EXCERPTED TEXT START

Journal of vascular surgery : official publication, the Society for Vascular Surgery [and] International Society for Cardiovascular Surgery, North American Chapter

MeSH Headings

Aged, Blood Vessel Prosthesis Implantation, Female, Humans, Intermittent Claudication, Lower Extremity, Male, Middle Aged, Propensity Score, Risk Factors, Smoking, Survival Rate, Vascular Patency, Vascular Surgical Procedures


OBJECTIVE: Performing lower extremity bypass (LEB) in actively smoking claudicants remains controversial. Whereas some surgeons advocate a strict nonoperative approach to active smokers, citing perceived inferior outcomes, others will proceed with surgical bypass if the patient is anatomically suited and medical management has failed. The purpose of this study was to determine the impact of active smoking on LEB outcomes among claudicants.

EXCERPTED TEXT END
STUDY MATERIAL START

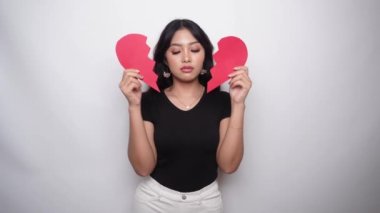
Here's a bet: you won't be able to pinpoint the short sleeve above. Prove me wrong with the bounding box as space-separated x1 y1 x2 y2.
220 91 231 119
141 91 154 123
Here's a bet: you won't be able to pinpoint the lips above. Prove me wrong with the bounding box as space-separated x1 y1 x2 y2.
181 66 194 73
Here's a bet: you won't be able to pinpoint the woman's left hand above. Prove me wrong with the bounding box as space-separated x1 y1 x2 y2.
228 66 252 104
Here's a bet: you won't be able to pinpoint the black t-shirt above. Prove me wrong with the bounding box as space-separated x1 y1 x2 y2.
141 90 231 192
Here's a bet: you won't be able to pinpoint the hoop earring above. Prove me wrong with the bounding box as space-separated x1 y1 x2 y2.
162 71 171 78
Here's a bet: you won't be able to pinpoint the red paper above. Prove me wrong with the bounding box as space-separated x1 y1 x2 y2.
207 36 248 92
116 34 248 92
116 34 160 91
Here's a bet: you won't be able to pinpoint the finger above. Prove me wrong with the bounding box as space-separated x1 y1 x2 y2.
228 69 248 78
230 78 252 88
230 71 249 82
230 80 250 90
122 69 140 80
119 76 140 90
233 66 248 72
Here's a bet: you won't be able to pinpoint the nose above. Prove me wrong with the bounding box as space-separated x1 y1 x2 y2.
182 50 191 63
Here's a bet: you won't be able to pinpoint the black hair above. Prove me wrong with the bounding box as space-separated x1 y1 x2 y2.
153 19 214 91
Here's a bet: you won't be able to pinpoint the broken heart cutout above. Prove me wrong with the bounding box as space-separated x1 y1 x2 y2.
116 34 248 92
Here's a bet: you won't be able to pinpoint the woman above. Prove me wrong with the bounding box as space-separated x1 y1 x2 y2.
120 19 251 213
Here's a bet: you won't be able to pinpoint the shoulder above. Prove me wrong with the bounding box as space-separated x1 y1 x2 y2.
142 89 160 100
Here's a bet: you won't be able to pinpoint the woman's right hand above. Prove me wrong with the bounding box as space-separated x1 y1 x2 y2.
119 69 143 106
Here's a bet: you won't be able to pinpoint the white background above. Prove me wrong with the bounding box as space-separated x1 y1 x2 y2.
0 0 380 213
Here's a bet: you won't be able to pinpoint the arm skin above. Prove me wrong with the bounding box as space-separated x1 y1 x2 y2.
216 66 252 174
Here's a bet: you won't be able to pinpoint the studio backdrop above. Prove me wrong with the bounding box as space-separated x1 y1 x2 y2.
0 0 380 213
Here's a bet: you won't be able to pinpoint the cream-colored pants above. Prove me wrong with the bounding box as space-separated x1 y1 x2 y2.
132 177 223 213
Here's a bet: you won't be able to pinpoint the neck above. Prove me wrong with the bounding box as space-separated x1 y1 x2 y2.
169 82 203 97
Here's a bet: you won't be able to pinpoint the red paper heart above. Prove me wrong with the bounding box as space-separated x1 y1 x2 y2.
116 34 160 91
116 34 248 92
207 36 248 92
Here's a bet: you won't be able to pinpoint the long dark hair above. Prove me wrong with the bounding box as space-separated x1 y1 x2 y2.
153 19 214 91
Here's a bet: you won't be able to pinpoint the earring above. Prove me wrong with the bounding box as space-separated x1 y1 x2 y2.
162 71 171 78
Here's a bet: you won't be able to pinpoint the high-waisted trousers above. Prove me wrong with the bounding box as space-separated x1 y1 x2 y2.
132 177 223 213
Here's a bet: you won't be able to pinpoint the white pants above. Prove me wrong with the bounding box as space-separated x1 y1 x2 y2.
132 177 223 213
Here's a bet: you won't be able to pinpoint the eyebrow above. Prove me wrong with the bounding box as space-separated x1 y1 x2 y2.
170 41 199 46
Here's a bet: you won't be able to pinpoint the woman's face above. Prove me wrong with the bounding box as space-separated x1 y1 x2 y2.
165 29 205 82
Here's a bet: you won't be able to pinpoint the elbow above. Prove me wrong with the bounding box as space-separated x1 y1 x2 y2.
133 167 153 177
219 166 239 174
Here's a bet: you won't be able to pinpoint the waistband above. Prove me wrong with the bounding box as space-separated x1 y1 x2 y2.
142 176 220 202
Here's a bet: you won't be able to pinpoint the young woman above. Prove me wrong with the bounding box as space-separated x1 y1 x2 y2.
120 19 252 213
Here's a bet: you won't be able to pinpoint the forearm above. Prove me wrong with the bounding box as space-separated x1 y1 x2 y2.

STUDY MATERIAL END

WORK TO BE COMPLETED »
Write out the full excerpt on active smoking and lower extremity bypass in claudicants, word for word.

EXERCISE SOLUTION »
Journal of vascular surgery : official publication, the Society for Vascular Surgery [and] International Society for Cardiovascular Surgery, North American Chapter

MeSH Headings

Aged, Blood Vessel Prosthesis Implantation, Female, Humans, Intermittent Claudication, Lower Extremity, Male, Middle Aged, Propensity Score, Risk Factors, Smoking, Survival Rate, Vascular Patency, Vascular Surgical Procedures


OBJECTIVE: Performing lower extremity bypass (LEB) in actively smoking claudicants remains controversial. Whereas some surgeons advocate a strict nonoperative approach to active smokers, citing perceived inferior outcomes, others will proceed with surgical bypass if the patient is anatomically suited and medical management has failed. The purpose of this study was to determine the impact of active smoking on LEB outcomes among claudicants.